INFORMATION GIVEN:

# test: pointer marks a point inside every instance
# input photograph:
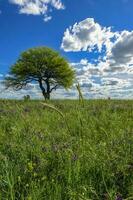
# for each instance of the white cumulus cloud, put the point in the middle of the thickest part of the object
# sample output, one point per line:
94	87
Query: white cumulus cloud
87	35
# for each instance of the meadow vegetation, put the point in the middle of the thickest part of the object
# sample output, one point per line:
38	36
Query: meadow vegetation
86	154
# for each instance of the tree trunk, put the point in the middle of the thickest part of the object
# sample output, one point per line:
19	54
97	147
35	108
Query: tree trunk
46	93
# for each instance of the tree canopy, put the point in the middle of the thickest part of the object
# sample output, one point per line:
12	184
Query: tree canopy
42	65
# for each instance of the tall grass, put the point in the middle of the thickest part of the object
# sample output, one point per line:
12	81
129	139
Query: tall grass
66	151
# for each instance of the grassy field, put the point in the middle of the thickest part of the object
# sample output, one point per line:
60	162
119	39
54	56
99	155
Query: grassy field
87	154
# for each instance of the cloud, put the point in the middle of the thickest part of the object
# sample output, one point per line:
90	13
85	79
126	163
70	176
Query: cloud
87	35
38	7
122	50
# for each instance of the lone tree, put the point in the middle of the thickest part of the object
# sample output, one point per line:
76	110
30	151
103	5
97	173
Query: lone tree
44	66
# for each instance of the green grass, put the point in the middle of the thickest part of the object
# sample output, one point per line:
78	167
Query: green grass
85	155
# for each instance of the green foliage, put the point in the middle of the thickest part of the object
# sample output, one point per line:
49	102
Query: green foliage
41	159
44	66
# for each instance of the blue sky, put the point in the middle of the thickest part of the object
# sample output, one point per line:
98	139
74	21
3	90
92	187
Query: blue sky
29	23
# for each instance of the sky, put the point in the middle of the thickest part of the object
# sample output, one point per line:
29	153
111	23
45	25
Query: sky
95	36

WORK TO DO: Revise all of the data above by replacing "thickest part" with "widest part" wherever it occurs, leaving everything else unchanged. Omit the pictures from the revised version.

COMPLETE OUTPUT:
# test: pointer marks a point inside every instance
# input photograph:
# for each instance of the white cumulus cloud, put the point in the middle of the widest part of the object
# sample output, one point per line:
94	87
Query: white cumulus cloud
87	35
# for each instance of the meadow vegetation, put the point in the middle of the widest part of the object
# sample output, one point per line:
38	36
Query: meadow vegetation
86	154
# for each instance of the tree trunk, put the point in the middle of the widest part of the object
# sample output, one point per line:
19	54
97	147
35	108
Query: tree trunk
46	93
# for each instance of the tree canopy, put the point in the middle of the widest part of the object
# sample output, one point per line:
12	184
Query: tree canopy
42	65
# for each instance of the tall grass, put the point in the middle of the widest part of the object
# sample output, one point per line:
12	81
129	139
Query: tall grass
66	151
# for each instance of the grassy field, put the point in the middle of the widest part of the object
# sample output, one point per line:
60	162
119	39
54	56
99	155
Query: grassy field
87	154
# for each instance of the cloud, put the point in the middle of the widest part of the object
# sample output, one point per line:
90	13
85	79
126	163
70	176
Query: cloud
87	35
38	7
122	50
# for each instance of the lone tree, put the point in the middle of the widest part of the object
# sample output, one point per line:
76	110
30	151
103	5
97	173
Query: lone tree
44	66
# for each instance of the green grass, put the point in the middle of the widest part of the object
# sample output, one point per line:
78	167
Query: green grass
85	155
# for each instance of the green foliage, put the point in the middle of the widest part of the object
# sample output, one point per line:
49	102
Query: green foliage
41	159
44	66
# for each instance of the blue sky, put the point in the middle of the widest part of the object
# sample output, one point per line:
98	139
74	21
3	90
92	187
Query: blue sky
29	23
# for each instance of the sky, put the point in the middle of the widest part of the object
# sample output, one point per line:
29	153
111	23
45	25
Query: sky
95	36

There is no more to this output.